(Tujuan 1) Menurut bagian dokumen di bawah, apa yang hendaknya dilakukan oleh orang yang menulis namanya besar-besar di masjid jika ingin mendapatkan pahala dari Allah SWT?
(Tujuan 2) Gandakan seluruh daftar di bawah ini baris demi baris, tanpa mengubah satu karakter pun.

(Bagian dokumen)
------------------------------------------------------------------------
Artinya, mereka tidak mendapatkan pahala atas amal kebaikan yang mereka
lakukan itu; karena saat mereka mengerjakan amal kebaikan itu, mereka
tidak meniatkannya untuk Allah SWT, Yang akan memberikan pahala atas
amal mereka itu. Namun mereka meniatkannya untuk mendapatkan pujian dari
manusia. Oleh karena itu, Nabi Saw bersabda:
"Engkau mengerjakan amal perbuatan itu untuk mendapatkan pujian
manusia, dan pujian itu pun telah engkau dapatkan [sehingga engkau tidak
lagi berhak mendapatkan pahala dari Allah SWT]".
Engkau mengerjakan amal kebaikan itu untuk mendapatkan pujian manusia,
dan pujian itu telah engkau dapatkan. Misalnya masyarakat memuji:
"engkau adalah orang yang amat dermawan". Atau mereka berkata: "hebat
sekali, engkau telah membangun masjid". Dan mereka juga membaca spanduk
yang tertulis saat peresmian masjid itu, bahwa engkaulah yang telah
menyumbang bagi pembangunan masjid itu.
Allah SWT berfirman:
"Dan Kami hadapi segala amal yang mereka kerjakan, lalu Kami jadikan
amal itu (bagaikan) debu yang berterbangan". (Al Furqaan: 23).
Engkau melakukan suatu amal kebaikan hanya semata untuk mendapatkan
pujian manusia, dan pujian itu telah engkau dapatkan [sehingga tidak
berhak lagi mendapatkan pahala dari Allah SWT]; oleh karena itu, orang
yang menulis namanya besar-besar di masjid itu, hendaknya memperhatikan
hal ini. Dan bagi orang yang ingin mendapatkan pahala dari Allah SWT,
hendaknya segera menghapus namanya itu, sehingga harapannya untuk
mendapatkan pahala dari Allah SWT dapat terwujud. Karena Allah SWT amat
senang jika orang yang memberikan derma atau shadaqah, bertindak sesuai
dengan sabda Rasulullah Saw tentang tujuh macam orang yang mendapatkan
naungan Allah SWT pada hari kiamat nanti, saat tidak ada naungan
selain naungan Allah SWT, di antara mereka adalah:
"Seseorang yang memberikan sadaqah dengan cara sembunyi, sehingga
tangan kirinya tidak mengetahui apa yang disadaqahkan oleh tangan
kanannya itu".
------------------------------------------------------------------------
(Bahan untuk diproses)
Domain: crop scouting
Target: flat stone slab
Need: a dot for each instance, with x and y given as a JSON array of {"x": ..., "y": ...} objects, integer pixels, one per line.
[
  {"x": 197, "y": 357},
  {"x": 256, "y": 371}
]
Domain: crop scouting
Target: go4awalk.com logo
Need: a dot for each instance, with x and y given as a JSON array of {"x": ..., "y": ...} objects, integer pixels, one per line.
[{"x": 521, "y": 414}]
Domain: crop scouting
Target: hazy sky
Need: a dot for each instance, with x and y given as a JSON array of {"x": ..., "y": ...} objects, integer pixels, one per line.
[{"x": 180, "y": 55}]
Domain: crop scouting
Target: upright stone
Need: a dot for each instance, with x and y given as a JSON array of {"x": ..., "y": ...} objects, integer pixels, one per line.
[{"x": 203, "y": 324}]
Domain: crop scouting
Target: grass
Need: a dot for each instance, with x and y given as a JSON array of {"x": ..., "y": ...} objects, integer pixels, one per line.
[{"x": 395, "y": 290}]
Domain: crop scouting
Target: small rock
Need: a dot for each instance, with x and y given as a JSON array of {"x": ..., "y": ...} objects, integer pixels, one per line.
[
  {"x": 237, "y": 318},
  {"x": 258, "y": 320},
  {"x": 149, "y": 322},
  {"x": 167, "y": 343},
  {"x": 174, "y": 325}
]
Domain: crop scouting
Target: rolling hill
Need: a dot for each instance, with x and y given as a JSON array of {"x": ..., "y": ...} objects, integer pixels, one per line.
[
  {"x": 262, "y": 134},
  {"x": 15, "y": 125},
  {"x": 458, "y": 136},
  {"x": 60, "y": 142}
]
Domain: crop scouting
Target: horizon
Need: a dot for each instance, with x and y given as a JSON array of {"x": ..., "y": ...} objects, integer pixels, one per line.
------------------------------------------------------------------------
(Jawaban lengkap 1) Ia hendaknya segera menghapus namanya itu.

(Jawaban lengkap 2)
Domain: crop scouting
Target: flat stone slab
Need: a dot for each instance, with x and y given as a JSON array of {"x": ..., "y": ...} objects, integer pixels, one per line.
[
  {"x": 197, "y": 357},
  {"x": 256, "y": 371}
]
Domain: crop scouting
Target: go4awalk.com logo
Need: a dot for each instance, with x and y given as a JSON array of {"x": ..., "y": ...} objects, integer pixels, one per line.
[{"x": 521, "y": 414}]
Domain: crop scouting
Target: hazy sky
Need: a dot for each instance, with x and y given as a JSON array of {"x": ..., "y": ...} objects, integer pixels, one per line.
[{"x": 180, "y": 55}]
Domain: crop scouting
Target: upright stone
Need: a dot for each instance, with x and y given as a JSON array of {"x": ..., "y": ...} objects, integer pixels, one per line.
[{"x": 203, "y": 324}]
Domain: crop scouting
Target: grass
Need: a dot for each instance, with x and y given as a JSON array of {"x": ..., "y": ...} objects, integer pixels, one per line.
[{"x": 395, "y": 290}]
Domain: crop scouting
Target: small rock
Need: a dot for each instance, with x and y given as a JSON array of {"x": ..., "y": ...} objects, integer pixels, one per line.
[
  {"x": 237, "y": 318},
  {"x": 258, "y": 320},
  {"x": 149, "y": 322},
  {"x": 167, "y": 343},
  {"x": 174, "y": 325}
]
Domain: crop scouting
Target: rolling hill
Need: a dot for each instance, with x and y given as a JSON array of {"x": ..., "y": ...} objects, integer pixels, one per line.
[
  {"x": 262, "y": 134},
  {"x": 15, "y": 125},
  {"x": 458, "y": 136},
  {"x": 60, "y": 142}
]
Domain: crop scouting
Target: horizon
Need: a dot for each instance, with x and y given as a JSON array of {"x": ..., "y": ...} objects, integer pixels, one per line.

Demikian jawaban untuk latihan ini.